Bounding box annotation entries
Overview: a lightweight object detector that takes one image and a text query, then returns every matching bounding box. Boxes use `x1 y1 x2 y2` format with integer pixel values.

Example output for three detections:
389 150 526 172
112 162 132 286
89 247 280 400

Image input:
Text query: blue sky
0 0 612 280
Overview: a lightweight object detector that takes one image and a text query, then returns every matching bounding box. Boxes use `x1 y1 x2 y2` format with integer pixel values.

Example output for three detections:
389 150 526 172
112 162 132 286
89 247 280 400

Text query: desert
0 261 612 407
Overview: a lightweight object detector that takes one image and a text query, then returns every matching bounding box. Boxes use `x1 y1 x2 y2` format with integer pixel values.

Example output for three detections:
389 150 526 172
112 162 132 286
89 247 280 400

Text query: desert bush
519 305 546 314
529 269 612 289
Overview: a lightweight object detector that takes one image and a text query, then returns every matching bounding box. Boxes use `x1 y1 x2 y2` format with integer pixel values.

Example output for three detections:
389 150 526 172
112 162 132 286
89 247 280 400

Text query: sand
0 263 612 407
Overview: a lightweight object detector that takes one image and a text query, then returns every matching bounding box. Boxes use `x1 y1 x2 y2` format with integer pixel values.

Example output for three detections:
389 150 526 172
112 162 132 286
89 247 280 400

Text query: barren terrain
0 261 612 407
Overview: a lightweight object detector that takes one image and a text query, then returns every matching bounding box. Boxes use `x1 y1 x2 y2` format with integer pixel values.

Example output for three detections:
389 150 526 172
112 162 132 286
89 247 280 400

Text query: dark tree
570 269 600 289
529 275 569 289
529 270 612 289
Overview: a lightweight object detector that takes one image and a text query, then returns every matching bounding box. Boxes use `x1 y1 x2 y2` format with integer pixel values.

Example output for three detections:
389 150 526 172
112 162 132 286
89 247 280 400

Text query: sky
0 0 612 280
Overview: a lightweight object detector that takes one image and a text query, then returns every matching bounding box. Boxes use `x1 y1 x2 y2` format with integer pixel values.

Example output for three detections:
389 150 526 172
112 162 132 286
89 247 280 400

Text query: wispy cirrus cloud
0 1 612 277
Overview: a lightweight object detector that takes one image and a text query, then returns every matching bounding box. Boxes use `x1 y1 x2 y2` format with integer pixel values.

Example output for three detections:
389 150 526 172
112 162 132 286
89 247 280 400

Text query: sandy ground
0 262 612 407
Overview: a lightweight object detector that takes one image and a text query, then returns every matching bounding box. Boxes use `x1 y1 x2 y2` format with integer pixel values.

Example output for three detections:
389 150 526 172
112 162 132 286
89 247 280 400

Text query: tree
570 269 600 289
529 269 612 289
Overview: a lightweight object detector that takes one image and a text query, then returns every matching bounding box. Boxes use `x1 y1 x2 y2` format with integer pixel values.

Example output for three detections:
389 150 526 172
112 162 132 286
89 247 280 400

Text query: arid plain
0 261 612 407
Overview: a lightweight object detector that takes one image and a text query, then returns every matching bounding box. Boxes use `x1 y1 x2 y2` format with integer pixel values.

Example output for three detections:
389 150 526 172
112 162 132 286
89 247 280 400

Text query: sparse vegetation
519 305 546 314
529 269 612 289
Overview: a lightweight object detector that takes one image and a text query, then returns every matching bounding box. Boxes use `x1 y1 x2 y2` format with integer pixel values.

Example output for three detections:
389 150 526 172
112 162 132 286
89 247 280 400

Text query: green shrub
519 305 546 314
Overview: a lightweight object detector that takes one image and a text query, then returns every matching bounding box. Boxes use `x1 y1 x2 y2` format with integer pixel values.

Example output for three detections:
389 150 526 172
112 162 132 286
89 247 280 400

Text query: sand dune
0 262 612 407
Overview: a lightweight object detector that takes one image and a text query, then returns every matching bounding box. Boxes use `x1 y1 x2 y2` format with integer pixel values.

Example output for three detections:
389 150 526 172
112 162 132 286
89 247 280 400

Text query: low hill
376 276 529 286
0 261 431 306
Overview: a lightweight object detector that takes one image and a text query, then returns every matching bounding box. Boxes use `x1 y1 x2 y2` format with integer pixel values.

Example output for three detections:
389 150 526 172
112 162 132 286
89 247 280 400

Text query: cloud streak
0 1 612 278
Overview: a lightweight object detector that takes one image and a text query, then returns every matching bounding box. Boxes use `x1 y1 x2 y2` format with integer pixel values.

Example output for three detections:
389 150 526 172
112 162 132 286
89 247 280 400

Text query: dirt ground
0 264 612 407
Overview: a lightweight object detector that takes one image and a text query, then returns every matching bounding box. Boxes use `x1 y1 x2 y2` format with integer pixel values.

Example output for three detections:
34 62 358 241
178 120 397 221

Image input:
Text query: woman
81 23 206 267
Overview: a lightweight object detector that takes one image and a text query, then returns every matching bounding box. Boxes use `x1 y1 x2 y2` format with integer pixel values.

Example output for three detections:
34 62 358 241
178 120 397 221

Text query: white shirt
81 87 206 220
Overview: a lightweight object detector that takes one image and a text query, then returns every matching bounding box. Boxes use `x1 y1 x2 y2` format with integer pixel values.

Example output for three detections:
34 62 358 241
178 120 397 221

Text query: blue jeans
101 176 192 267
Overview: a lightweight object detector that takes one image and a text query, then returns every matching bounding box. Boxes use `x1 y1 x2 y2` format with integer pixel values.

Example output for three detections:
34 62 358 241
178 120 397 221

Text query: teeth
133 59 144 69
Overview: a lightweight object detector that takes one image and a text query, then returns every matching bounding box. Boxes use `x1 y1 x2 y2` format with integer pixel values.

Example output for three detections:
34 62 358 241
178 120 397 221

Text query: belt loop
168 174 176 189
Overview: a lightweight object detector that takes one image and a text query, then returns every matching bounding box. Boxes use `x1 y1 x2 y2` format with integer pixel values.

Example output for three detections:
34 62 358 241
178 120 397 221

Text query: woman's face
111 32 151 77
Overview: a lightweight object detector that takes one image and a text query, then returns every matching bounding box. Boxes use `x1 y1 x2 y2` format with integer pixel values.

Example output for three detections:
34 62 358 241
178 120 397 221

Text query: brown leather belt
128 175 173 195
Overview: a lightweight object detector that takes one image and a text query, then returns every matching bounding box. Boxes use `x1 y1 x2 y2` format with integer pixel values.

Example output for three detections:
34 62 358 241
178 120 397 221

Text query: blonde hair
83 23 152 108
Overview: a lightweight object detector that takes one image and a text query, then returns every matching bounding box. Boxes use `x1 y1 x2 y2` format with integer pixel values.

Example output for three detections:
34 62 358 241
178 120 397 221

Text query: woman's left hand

Task goal ▸ Show every line of the entries above that contains the string "belt", treating uppercase and lowercase as different.

Response to the task ▸
Text query: belt loop
Text query: brown leather belt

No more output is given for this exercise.